### AIM OF THE EXERCISE
Copy, from the material below, each line where "blue" shows up.
● ● ●
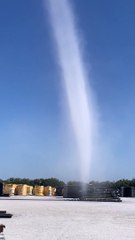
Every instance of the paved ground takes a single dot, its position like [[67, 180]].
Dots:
[[65, 220]]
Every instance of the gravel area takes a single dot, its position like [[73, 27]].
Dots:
[[55, 219]]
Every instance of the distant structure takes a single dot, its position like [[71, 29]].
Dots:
[[25, 190], [90, 193], [127, 191]]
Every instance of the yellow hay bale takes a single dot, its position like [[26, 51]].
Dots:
[[48, 191], [21, 189], [53, 191], [39, 190], [29, 190], [9, 189]]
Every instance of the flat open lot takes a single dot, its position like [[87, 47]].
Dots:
[[42, 219]]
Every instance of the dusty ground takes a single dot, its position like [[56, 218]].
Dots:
[[42, 219]]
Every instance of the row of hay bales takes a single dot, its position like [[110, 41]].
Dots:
[[25, 190]]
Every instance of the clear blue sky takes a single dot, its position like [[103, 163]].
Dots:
[[32, 143]]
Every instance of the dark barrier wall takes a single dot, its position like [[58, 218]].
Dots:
[[1, 188]]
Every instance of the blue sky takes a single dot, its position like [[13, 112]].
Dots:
[[34, 141]]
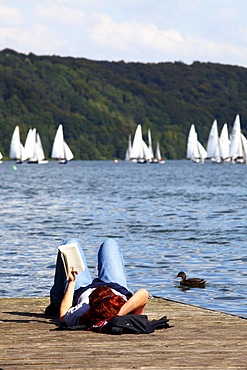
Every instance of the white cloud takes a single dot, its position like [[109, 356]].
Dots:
[[10, 16], [130, 30], [39, 39], [61, 14], [126, 35]]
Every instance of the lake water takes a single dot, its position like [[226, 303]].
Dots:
[[166, 217]]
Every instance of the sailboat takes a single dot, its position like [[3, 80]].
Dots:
[[140, 152], [60, 149], [158, 154], [128, 154], [195, 150], [17, 150], [34, 148], [236, 149], [224, 143], [150, 144], [213, 148]]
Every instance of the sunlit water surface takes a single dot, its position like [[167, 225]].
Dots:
[[167, 218]]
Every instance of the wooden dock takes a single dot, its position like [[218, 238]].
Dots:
[[199, 339]]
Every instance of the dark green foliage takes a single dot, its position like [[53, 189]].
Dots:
[[101, 103]]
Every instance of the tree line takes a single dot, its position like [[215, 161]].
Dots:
[[100, 103]]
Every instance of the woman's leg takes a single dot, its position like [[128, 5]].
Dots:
[[111, 263], [60, 280]]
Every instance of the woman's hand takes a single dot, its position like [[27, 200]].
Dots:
[[68, 296], [72, 274]]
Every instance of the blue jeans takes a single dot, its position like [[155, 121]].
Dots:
[[110, 269]]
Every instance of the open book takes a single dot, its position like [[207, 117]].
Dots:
[[71, 257]]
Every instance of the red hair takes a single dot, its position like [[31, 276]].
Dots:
[[103, 303]]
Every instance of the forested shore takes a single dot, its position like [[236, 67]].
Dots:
[[100, 103]]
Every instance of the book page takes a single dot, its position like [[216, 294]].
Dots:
[[72, 257]]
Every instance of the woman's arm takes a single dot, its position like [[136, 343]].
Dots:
[[135, 304], [68, 296]]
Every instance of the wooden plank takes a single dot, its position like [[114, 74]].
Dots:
[[199, 339]]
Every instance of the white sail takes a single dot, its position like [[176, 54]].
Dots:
[[244, 147], [202, 152], [195, 150], [147, 155], [224, 143], [150, 143], [137, 146], [213, 148], [60, 149], [236, 149], [30, 143], [128, 154], [192, 147], [17, 150], [68, 155], [39, 150], [157, 152]]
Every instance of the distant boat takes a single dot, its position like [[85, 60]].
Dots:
[[128, 154], [60, 149], [213, 147], [195, 150], [236, 149], [150, 144], [17, 150], [34, 148], [140, 152], [224, 144], [158, 154]]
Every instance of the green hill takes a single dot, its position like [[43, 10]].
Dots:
[[101, 103]]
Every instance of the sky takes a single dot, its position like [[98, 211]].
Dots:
[[147, 31]]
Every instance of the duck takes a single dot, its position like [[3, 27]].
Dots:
[[192, 282]]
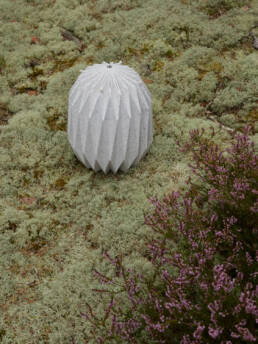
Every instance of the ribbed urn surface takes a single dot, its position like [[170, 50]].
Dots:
[[109, 117]]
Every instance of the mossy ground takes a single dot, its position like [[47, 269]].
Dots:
[[199, 63]]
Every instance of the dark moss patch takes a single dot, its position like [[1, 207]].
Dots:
[[5, 114]]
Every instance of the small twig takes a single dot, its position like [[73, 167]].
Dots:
[[69, 36]]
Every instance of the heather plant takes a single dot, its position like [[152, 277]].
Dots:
[[205, 290]]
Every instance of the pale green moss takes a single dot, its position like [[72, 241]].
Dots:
[[56, 216]]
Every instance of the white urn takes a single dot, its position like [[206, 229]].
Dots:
[[110, 123]]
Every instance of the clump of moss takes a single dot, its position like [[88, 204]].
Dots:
[[215, 8]]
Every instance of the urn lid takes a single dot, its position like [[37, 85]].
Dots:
[[111, 77]]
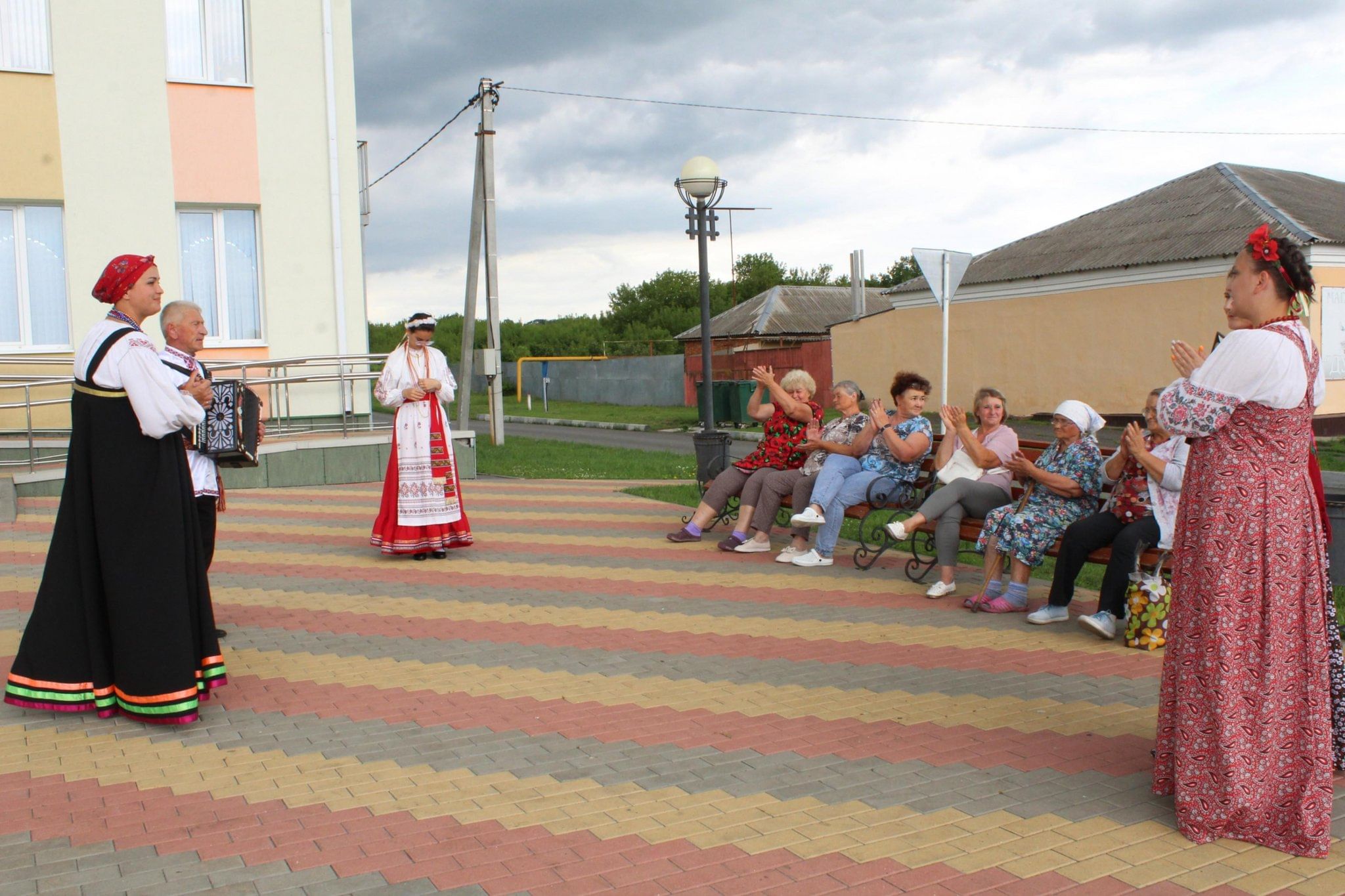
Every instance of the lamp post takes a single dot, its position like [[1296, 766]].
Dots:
[[701, 188]]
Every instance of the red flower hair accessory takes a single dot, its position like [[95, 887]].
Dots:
[[1266, 247], [120, 276]]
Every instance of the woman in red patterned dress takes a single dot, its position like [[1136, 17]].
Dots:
[[786, 410], [1250, 723]]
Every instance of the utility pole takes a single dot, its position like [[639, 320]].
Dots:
[[487, 362]]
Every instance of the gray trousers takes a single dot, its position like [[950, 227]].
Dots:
[[728, 484], [950, 503], [764, 494]]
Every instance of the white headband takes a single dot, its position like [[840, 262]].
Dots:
[[1082, 416]]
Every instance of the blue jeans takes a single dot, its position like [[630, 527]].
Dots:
[[843, 482]]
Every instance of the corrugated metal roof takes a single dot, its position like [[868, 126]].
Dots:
[[1206, 214], [789, 310]]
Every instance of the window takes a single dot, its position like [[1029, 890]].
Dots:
[[219, 270], [208, 41], [33, 277], [23, 37]]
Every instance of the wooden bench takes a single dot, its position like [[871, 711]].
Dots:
[[875, 516]]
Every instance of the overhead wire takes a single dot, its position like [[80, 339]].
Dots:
[[937, 121], [441, 128]]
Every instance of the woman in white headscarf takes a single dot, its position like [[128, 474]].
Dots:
[[1066, 482], [423, 504]]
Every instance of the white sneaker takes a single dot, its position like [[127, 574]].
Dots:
[[811, 558], [940, 589], [807, 517], [1048, 614], [1102, 624]]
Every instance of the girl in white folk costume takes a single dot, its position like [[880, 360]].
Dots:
[[423, 504]]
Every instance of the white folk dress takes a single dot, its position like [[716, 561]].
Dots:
[[423, 504]]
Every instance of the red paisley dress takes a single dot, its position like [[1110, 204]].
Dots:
[[1250, 721]]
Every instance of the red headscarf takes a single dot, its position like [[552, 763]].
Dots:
[[120, 276]]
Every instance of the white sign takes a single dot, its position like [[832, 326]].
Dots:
[[1333, 332], [931, 263]]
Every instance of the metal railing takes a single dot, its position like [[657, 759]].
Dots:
[[283, 379]]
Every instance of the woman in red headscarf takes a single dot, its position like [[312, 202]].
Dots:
[[1250, 714], [123, 620]]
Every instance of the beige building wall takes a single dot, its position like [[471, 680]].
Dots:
[[115, 144], [296, 226], [1107, 347], [30, 140]]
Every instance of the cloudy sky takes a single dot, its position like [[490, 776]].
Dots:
[[584, 186]]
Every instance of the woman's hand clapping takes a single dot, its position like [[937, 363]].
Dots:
[[1021, 467], [1187, 359], [764, 375]]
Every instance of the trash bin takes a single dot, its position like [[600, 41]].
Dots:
[[743, 391], [721, 395], [712, 454]]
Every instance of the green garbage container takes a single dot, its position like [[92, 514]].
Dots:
[[720, 396], [743, 391]]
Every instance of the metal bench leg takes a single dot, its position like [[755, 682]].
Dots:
[[917, 567]]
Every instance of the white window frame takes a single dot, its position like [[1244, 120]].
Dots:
[[20, 247], [205, 51], [215, 340], [46, 24]]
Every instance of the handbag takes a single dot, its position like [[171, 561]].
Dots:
[[959, 467], [1147, 601]]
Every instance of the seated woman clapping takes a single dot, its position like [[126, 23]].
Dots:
[[887, 461], [1146, 472], [785, 418], [764, 492], [985, 449], [1063, 486]]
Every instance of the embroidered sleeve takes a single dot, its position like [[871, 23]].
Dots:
[[1185, 409], [386, 390]]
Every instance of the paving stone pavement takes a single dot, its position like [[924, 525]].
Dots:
[[592, 708]]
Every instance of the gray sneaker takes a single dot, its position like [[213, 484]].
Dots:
[[1102, 624], [1048, 614]]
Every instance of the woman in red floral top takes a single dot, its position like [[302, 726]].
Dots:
[[786, 419]]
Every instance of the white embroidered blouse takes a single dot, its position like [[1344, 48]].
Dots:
[[405, 368], [1248, 366], [132, 366]]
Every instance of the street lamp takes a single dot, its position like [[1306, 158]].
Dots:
[[701, 188]]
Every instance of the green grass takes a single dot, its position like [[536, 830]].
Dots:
[[553, 459]]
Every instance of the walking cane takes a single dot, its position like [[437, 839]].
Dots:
[[992, 544]]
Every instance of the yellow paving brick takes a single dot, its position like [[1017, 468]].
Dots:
[[1036, 864], [1327, 884], [1207, 878], [1200, 856], [1149, 874], [1090, 870], [1268, 880]]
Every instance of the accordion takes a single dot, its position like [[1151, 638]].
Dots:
[[229, 431]]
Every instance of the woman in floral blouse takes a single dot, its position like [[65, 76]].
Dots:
[[762, 496], [1067, 482], [786, 419], [887, 461], [1146, 473]]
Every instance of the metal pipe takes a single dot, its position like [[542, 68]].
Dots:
[[518, 367], [707, 358]]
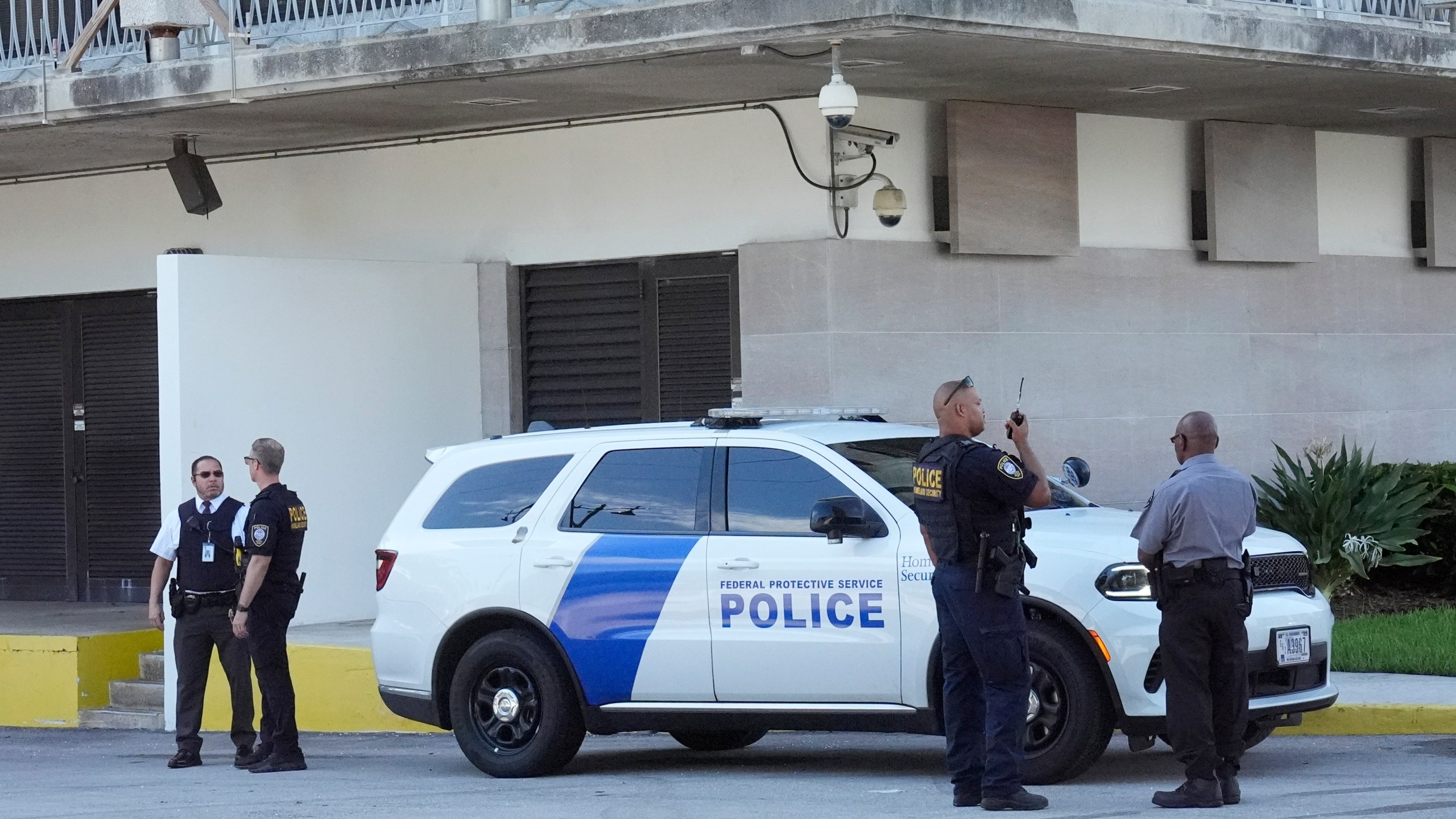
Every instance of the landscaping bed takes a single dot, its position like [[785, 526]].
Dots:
[[1420, 642]]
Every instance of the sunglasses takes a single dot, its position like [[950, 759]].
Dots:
[[965, 384]]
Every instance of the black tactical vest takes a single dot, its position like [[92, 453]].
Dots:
[[196, 574], [954, 534]]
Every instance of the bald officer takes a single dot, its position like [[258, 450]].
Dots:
[[1193, 532]]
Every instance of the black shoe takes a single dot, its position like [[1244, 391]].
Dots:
[[1020, 800], [185, 760], [1194, 793], [1229, 783], [967, 797], [280, 763]]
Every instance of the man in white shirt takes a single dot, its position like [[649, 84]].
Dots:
[[203, 538]]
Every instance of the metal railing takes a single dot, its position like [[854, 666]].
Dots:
[[35, 31], [43, 31]]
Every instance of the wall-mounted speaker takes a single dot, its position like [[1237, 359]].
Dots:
[[193, 180]]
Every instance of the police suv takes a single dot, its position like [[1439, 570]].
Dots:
[[763, 570]]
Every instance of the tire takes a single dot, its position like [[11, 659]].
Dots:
[[544, 725], [1070, 717], [719, 741]]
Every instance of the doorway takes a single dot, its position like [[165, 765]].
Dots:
[[79, 480]]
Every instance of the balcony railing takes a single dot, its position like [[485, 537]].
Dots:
[[35, 31]]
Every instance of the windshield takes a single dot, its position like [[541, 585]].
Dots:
[[888, 462]]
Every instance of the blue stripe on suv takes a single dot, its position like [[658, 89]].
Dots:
[[612, 605]]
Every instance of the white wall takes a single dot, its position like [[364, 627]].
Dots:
[[1365, 195], [1135, 181], [675, 185], [355, 367]]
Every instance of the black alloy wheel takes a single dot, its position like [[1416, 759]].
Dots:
[[1069, 716], [1046, 710], [514, 707], [507, 709]]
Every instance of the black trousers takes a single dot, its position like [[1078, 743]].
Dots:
[[987, 682], [268, 642], [1205, 651], [193, 642]]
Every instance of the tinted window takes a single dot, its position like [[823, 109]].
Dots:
[[772, 491], [887, 461], [640, 490], [494, 496]]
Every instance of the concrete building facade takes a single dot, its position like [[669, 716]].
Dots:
[[1247, 242]]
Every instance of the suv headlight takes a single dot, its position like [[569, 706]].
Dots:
[[1126, 582]]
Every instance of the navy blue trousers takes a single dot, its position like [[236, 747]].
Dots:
[[987, 682]]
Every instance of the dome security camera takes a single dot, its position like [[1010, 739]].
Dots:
[[890, 205], [838, 100]]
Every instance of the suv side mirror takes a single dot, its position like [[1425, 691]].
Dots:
[[1077, 473], [846, 518]]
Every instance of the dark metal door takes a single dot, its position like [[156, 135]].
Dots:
[[623, 343], [79, 487]]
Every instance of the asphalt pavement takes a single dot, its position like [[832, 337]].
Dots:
[[55, 773]]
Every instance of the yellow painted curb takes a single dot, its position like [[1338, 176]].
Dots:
[[48, 680], [336, 691], [1376, 719]]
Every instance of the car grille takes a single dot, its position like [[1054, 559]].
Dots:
[[1283, 572]]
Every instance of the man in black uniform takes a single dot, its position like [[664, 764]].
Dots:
[[970, 499], [267, 601], [198, 537]]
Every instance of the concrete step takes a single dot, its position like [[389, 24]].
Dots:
[[154, 667], [121, 719], [137, 694]]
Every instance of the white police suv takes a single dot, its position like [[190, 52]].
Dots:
[[723, 579]]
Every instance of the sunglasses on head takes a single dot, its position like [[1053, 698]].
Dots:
● ● ●
### SOLUTION FOR THIS PROBLEM
Every instance of the clear blue sky takes a single dot, its position like [[103, 163]].
Every instance of the blue sky takes a single dot, its position like [[13, 112]].
Every instance of the blue jeans takes a single dot, its position like [[155, 121]].
Every instance of the blue jeans takes a single dot, its position like [[630, 527]].
Every instance of the blue stripe on suv takes a single dot, its position like [[658, 89]].
Every instance of the navy blue trousers takes a single dot, its position like [[236, 747]].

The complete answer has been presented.